■ Selected extract ■
----

Why is it, when adoption comes up, that there are a majority of adoptive parents who will say “Well, what was I supposed to do…just accept that I couldn’t have a baby?” What do you want an adoptee’s answer to you to be ? Just take someone else’s kid ? I get that people want children, but is it another person’s job to supply a child for you ?
Life is not fair. If you didn’t complete your degree, do you say – what am I supposed to do ? Would other people tell you to just go and take someone else’s degree off the wall ? Why isn’t it your job, to give all of the money you have, to the people who are poor ? Or leave your current job, so someone who is unemployed can have it instead ? Would you take your dream home and give it someone who is homeless to live in ? How about that fancy car ? Should you hand the keys over to someone without one ?
Sometimes, life requires us to accept something that is true but that we sincerely don’t want to be part of our reality. Certainly, modern medical science does have some solutions that allow previously infertile women to conceive a child using assisted reproductive techniques. Not only is adoption in the process of being reconsidered and reformed but the medical approaches are as well. Not only are adoptee searches all the rage these days – and many of those searches have successful outcomes with the photos from these reunions making my own heart happy when I see them – but people who were conceived using donor sperm or donor eggs (or both) are discovering that the anonymity that was once standard, leaves them with the same black hole of genetic identity and lost familial medical history that adoptees in closed adoptions have been contending with since the beginning of adoption, which adoptees started pushing back against as early as the 1990s. Now donor conceived persons are pushing back against similar issues.
What sometimes gets lost in these conversations is that people are not inanimate objects like a university degree, employment, a person’s acquired wealth (whether by inheritance or hard work) or the home they bought to live in, the car that transports them wherever they want to go. Actually considering the reality that a child is not a commodity. In their desperate attempt to acquire a child to fill their own unfilled need, the humanity of that child and their birth mother is sometimes lost. That reality that these are human beings with feelings and emotions needs to be carefully reconsidered. You won’t die if you never have a child but you could utterly ruin two other lives in the process of taking someone else’s child – the birth mother’s and the adoptee’s lives – for the remainder of their personal lifetimes. Yes, reunions do relieve some of that long-held sorrow but you cannot recover or make up for the time or relationship development that was lost in the interim.

----

■ Excerpted records ■

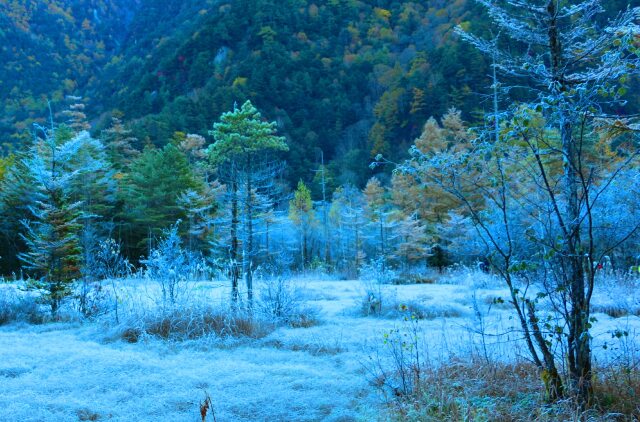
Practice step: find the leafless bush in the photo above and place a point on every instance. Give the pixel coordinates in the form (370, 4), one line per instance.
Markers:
(20, 307)
(282, 303)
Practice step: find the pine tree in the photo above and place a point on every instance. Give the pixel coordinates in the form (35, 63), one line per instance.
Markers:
(151, 193)
(53, 252)
(242, 139)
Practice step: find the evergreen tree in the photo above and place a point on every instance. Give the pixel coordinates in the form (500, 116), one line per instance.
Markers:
(242, 139)
(151, 193)
(51, 236)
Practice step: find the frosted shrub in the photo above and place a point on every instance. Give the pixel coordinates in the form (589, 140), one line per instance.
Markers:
(17, 306)
(397, 366)
(171, 266)
(375, 275)
(108, 262)
(281, 303)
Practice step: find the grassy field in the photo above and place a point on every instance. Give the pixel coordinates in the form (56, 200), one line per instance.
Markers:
(331, 357)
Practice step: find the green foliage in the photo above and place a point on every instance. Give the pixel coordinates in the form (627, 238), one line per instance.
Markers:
(241, 134)
(152, 189)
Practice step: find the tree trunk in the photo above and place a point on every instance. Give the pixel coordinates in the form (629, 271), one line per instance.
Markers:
(578, 340)
(233, 253)
(249, 248)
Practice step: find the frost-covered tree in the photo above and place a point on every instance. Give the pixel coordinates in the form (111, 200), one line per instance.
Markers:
(243, 140)
(53, 254)
(152, 188)
(575, 71)
(346, 215)
(302, 215)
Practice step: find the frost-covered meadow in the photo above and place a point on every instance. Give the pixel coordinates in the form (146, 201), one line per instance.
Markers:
(330, 368)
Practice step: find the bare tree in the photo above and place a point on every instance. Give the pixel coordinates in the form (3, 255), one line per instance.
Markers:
(574, 71)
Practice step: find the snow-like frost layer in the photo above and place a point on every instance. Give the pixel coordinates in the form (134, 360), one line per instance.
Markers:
(64, 371)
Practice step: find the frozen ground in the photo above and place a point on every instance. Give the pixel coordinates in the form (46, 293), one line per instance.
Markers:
(72, 371)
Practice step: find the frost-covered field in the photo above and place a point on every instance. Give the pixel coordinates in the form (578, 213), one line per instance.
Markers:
(86, 371)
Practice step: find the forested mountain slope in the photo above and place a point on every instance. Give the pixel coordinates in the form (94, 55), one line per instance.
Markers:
(348, 77)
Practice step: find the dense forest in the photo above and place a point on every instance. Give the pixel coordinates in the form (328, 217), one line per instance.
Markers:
(344, 82)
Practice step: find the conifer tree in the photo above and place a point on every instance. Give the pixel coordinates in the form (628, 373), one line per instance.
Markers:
(242, 140)
(51, 235)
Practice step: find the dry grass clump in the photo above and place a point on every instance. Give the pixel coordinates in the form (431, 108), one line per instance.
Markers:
(381, 306)
(15, 308)
(478, 391)
(190, 323)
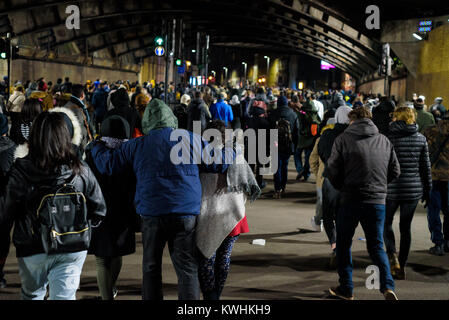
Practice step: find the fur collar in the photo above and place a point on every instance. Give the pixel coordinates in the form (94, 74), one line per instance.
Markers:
(77, 135)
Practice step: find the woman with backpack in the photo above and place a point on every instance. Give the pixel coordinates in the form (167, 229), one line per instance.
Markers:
(404, 193)
(115, 237)
(222, 219)
(45, 186)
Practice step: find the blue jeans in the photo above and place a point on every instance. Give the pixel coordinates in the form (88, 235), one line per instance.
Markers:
(298, 161)
(179, 233)
(281, 176)
(60, 271)
(438, 202)
(372, 218)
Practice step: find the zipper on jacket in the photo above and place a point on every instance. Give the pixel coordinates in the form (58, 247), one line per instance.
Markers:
(57, 194)
(56, 234)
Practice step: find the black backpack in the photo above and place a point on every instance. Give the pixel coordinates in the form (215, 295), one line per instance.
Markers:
(284, 136)
(61, 219)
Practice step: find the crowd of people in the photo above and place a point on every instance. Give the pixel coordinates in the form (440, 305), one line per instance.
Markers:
(110, 142)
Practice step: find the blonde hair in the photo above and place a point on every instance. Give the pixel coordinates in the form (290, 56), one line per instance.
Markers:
(405, 114)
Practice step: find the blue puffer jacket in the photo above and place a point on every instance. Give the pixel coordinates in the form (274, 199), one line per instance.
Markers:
(162, 187)
(222, 111)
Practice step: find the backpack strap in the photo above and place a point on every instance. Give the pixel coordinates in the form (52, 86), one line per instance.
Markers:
(436, 156)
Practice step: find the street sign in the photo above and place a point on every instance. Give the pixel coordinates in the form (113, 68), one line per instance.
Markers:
(159, 51)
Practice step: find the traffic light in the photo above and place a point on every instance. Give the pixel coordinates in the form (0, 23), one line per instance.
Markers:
(159, 41)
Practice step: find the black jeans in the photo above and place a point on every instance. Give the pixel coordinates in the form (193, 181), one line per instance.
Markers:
(407, 211)
(331, 205)
(179, 232)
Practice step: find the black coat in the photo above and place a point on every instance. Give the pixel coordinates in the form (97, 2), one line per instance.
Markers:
(326, 143)
(413, 155)
(7, 148)
(198, 111)
(285, 112)
(116, 234)
(381, 116)
(362, 164)
(180, 111)
(13, 206)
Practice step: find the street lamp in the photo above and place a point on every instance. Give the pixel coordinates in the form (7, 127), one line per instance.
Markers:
(268, 65)
(226, 73)
(246, 66)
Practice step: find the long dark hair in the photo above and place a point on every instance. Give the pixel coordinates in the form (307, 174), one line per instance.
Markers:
(30, 110)
(50, 144)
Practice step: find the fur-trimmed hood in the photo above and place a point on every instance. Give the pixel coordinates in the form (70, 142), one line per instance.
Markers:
(77, 135)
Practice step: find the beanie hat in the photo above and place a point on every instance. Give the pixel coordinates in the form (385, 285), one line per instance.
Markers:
(120, 98)
(3, 124)
(341, 115)
(69, 124)
(282, 101)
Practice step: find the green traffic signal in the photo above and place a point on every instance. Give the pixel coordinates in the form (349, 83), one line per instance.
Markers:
(159, 41)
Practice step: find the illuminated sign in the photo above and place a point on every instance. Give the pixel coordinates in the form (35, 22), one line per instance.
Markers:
(425, 26)
(159, 51)
(326, 65)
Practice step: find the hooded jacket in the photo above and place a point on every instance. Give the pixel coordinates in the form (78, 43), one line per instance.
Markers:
(436, 135)
(116, 234)
(13, 206)
(362, 164)
(285, 112)
(411, 149)
(198, 111)
(163, 186)
(222, 111)
(121, 107)
(45, 98)
(381, 116)
(424, 119)
(7, 148)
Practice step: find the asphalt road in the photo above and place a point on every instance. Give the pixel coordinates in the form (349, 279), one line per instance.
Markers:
(292, 264)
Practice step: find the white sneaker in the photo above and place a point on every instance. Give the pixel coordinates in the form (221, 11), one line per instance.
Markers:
(316, 227)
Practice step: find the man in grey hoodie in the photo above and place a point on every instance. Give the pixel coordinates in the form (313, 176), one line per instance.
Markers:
(361, 165)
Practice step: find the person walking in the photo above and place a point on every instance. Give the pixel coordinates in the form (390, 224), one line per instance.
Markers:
(7, 149)
(414, 184)
(51, 162)
(361, 165)
(438, 140)
(286, 122)
(222, 219)
(309, 122)
(198, 111)
(424, 119)
(221, 110)
(331, 196)
(168, 195)
(115, 237)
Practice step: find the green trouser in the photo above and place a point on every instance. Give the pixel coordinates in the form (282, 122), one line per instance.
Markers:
(108, 270)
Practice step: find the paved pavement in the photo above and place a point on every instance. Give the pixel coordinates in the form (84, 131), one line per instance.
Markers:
(292, 264)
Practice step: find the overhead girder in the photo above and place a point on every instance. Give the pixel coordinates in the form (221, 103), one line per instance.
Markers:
(355, 70)
(258, 22)
(300, 29)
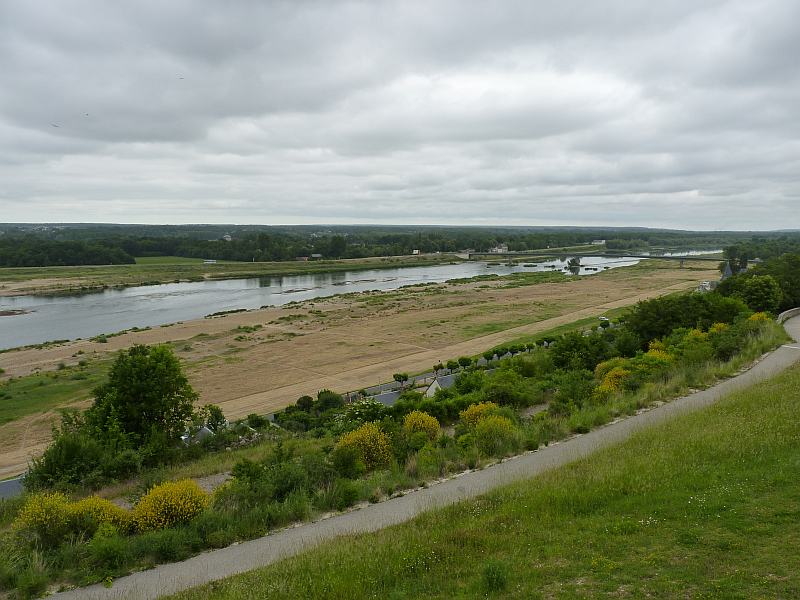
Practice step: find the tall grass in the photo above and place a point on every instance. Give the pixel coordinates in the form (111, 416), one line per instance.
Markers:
(705, 505)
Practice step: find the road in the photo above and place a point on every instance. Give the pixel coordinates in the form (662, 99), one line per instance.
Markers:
(217, 564)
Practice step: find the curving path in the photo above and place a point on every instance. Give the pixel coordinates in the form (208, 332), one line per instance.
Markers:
(217, 564)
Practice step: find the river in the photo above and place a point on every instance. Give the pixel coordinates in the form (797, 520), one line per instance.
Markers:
(38, 319)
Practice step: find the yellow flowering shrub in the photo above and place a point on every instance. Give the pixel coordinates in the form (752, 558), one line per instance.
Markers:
(475, 412)
(658, 354)
(102, 512)
(718, 327)
(615, 378)
(496, 435)
(44, 515)
(371, 443)
(418, 421)
(759, 317)
(169, 504)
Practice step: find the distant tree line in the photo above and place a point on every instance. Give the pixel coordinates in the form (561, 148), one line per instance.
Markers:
(87, 244)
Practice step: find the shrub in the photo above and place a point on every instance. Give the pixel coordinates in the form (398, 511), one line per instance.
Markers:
(496, 435)
(44, 516)
(338, 495)
(365, 411)
(169, 504)
(372, 444)
(759, 317)
(256, 421)
(419, 422)
(475, 412)
(69, 459)
(95, 512)
(347, 461)
(107, 550)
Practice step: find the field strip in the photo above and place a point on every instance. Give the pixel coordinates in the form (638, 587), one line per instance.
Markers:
(381, 371)
(217, 564)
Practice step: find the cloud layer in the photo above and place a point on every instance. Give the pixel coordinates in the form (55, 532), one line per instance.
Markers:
(515, 112)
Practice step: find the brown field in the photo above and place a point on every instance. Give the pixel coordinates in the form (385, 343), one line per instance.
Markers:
(349, 342)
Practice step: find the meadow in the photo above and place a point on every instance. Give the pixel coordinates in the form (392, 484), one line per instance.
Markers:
(703, 506)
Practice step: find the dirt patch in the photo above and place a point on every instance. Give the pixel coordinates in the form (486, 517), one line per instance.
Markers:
(353, 341)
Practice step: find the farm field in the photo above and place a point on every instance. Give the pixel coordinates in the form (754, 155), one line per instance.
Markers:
(705, 505)
(260, 361)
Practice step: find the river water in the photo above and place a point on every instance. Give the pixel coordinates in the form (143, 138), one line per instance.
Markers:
(47, 318)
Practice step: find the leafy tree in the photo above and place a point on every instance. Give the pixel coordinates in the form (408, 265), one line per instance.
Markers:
(400, 378)
(761, 293)
(146, 391)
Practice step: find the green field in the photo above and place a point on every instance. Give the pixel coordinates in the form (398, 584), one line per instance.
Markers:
(41, 392)
(705, 506)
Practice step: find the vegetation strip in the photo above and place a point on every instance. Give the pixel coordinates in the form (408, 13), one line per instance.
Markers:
(249, 555)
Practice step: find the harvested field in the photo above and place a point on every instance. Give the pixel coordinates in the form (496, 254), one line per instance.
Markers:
(352, 341)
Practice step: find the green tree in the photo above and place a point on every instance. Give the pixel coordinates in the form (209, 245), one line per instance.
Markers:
(761, 293)
(146, 392)
(400, 378)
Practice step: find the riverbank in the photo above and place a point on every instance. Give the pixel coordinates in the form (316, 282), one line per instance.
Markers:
(20, 281)
(648, 493)
(341, 343)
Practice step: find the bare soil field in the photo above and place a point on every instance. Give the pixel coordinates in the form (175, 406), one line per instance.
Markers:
(351, 341)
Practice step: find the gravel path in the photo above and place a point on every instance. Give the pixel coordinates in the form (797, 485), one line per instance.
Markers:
(217, 564)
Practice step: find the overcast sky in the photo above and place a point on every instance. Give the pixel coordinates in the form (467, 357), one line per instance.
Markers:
(678, 114)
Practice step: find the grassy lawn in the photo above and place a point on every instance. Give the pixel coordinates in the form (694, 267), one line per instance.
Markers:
(167, 260)
(704, 506)
(41, 392)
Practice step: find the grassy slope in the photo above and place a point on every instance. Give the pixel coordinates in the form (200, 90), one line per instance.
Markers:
(41, 392)
(704, 506)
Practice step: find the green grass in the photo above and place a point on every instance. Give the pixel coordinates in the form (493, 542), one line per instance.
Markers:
(165, 270)
(705, 506)
(168, 260)
(41, 392)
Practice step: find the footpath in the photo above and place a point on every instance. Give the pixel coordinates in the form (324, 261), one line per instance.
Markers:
(245, 556)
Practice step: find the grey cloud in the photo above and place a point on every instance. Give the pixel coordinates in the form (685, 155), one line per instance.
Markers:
(677, 114)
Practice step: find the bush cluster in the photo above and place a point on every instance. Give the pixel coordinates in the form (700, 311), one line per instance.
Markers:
(420, 422)
(372, 445)
(169, 504)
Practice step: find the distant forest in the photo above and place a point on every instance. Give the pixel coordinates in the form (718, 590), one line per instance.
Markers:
(23, 245)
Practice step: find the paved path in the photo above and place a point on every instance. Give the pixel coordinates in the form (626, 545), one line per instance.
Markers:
(217, 564)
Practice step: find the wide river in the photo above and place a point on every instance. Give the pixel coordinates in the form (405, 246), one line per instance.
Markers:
(47, 318)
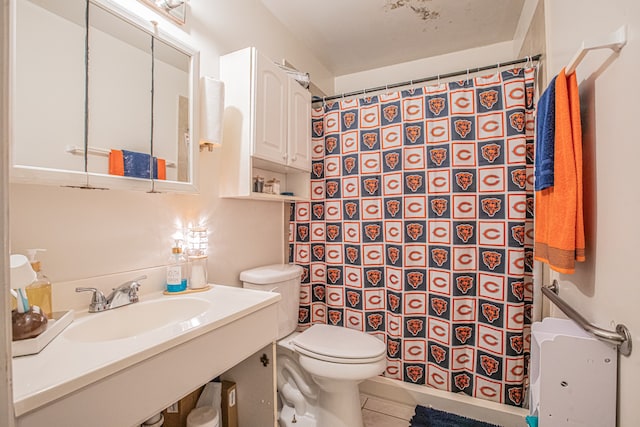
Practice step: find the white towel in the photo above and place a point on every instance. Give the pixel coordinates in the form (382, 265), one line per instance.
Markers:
(211, 111)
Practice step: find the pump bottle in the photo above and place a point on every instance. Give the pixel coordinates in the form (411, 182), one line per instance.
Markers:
(39, 292)
(177, 270)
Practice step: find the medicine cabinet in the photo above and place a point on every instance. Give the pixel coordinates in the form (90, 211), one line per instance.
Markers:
(100, 98)
(267, 128)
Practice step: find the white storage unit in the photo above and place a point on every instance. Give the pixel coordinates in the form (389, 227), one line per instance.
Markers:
(573, 376)
(267, 128)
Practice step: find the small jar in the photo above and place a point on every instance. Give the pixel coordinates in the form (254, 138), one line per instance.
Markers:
(258, 184)
(198, 272)
(275, 185)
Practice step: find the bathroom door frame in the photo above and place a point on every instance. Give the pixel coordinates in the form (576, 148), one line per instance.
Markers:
(6, 394)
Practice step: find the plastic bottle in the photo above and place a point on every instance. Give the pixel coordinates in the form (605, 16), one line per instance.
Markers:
(39, 292)
(177, 270)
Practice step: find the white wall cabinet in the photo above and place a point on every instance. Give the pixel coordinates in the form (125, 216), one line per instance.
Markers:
(267, 128)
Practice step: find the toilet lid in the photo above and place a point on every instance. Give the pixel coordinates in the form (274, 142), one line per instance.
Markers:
(336, 343)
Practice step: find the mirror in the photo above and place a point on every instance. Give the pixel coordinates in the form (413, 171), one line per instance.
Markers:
(48, 91)
(117, 113)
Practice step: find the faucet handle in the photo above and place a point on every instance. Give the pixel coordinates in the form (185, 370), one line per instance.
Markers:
(132, 287)
(98, 300)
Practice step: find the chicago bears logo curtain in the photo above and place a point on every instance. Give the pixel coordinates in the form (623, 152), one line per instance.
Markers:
(419, 230)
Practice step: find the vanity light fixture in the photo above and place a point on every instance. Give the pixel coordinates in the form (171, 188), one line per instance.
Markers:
(174, 9)
(197, 240)
(211, 112)
(168, 5)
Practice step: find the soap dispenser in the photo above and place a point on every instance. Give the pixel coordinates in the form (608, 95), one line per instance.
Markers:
(39, 291)
(177, 269)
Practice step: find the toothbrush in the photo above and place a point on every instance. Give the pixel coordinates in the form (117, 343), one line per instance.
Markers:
(22, 301)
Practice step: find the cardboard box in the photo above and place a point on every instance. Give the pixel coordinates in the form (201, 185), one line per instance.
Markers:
(229, 404)
(176, 415)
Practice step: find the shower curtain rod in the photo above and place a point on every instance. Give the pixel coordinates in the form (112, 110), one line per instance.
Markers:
(427, 79)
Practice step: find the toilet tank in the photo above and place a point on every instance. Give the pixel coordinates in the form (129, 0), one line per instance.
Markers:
(281, 278)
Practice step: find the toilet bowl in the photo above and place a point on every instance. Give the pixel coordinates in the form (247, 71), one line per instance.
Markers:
(319, 369)
(338, 359)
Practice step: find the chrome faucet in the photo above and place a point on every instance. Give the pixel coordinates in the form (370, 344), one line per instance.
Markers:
(125, 294)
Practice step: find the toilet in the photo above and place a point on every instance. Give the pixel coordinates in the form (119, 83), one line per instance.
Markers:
(319, 369)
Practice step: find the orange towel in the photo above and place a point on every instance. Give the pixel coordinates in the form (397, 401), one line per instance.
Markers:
(116, 162)
(559, 223)
(162, 169)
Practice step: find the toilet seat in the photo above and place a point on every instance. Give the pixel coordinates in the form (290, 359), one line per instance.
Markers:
(339, 345)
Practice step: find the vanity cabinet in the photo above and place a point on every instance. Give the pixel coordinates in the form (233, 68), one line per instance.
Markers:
(267, 128)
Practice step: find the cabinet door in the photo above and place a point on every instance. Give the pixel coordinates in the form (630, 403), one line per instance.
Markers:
(299, 137)
(270, 112)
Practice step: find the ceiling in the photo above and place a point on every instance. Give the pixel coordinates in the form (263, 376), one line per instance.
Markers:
(350, 36)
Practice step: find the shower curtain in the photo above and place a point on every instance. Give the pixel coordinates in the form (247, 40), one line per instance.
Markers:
(419, 230)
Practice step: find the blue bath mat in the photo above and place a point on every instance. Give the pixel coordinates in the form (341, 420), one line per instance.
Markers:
(429, 417)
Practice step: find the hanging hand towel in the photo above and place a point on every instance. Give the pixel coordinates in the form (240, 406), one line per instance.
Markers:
(116, 163)
(160, 171)
(545, 136)
(559, 224)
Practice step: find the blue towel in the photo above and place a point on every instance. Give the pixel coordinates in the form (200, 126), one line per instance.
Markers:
(545, 137)
(429, 417)
(138, 165)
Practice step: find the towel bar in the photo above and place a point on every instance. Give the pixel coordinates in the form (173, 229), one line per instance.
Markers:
(73, 149)
(621, 337)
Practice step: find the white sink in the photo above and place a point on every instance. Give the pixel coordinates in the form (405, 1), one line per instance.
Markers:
(161, 348)
(180, 314)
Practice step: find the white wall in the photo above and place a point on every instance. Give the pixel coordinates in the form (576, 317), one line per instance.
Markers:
(605, 289)
(119, 234)
(427, 67)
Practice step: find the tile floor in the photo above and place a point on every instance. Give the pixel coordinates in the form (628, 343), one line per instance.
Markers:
(382, 413)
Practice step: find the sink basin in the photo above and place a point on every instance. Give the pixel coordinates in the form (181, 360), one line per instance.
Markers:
(179, 314)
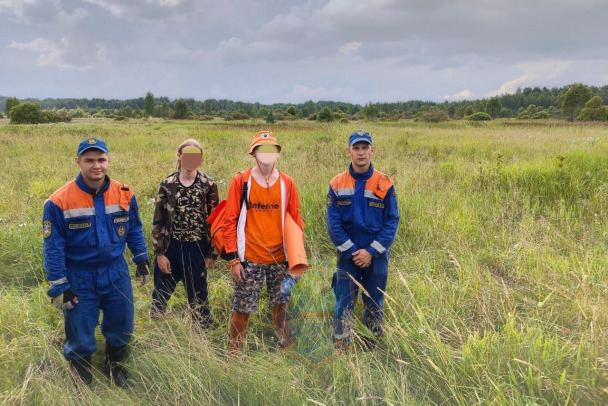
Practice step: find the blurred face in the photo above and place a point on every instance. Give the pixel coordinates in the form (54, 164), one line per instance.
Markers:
(361, 156)
(191, 158)
(93, 165)
(266, 154)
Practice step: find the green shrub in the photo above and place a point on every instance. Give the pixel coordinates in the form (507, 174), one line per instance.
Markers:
(433, 115)
(26, 113)
(479, 116)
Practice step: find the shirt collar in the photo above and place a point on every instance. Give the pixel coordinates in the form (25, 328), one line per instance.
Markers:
(361, 176)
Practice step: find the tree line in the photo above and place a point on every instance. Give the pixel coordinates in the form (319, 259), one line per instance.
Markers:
(573, 102)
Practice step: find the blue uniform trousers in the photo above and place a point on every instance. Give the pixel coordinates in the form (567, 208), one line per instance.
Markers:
(96, 292)
(187, 261)
(373, 280)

----

■ Work required ■
Answer these questions using the piece on adoption:
1. What does the piece ask whether you would give to someone who is homeless?
2. As early as which decade did adoptees start pushing back against closed adoptions?
3. Whose two lives does the piece say could be utterly ruined by taking someone else's child?
These records come from a separate source unrelated to the text.

■ Written response ■
1. Your dream home.
2. The 1990s.
3. The birth mother's and the adoptee's.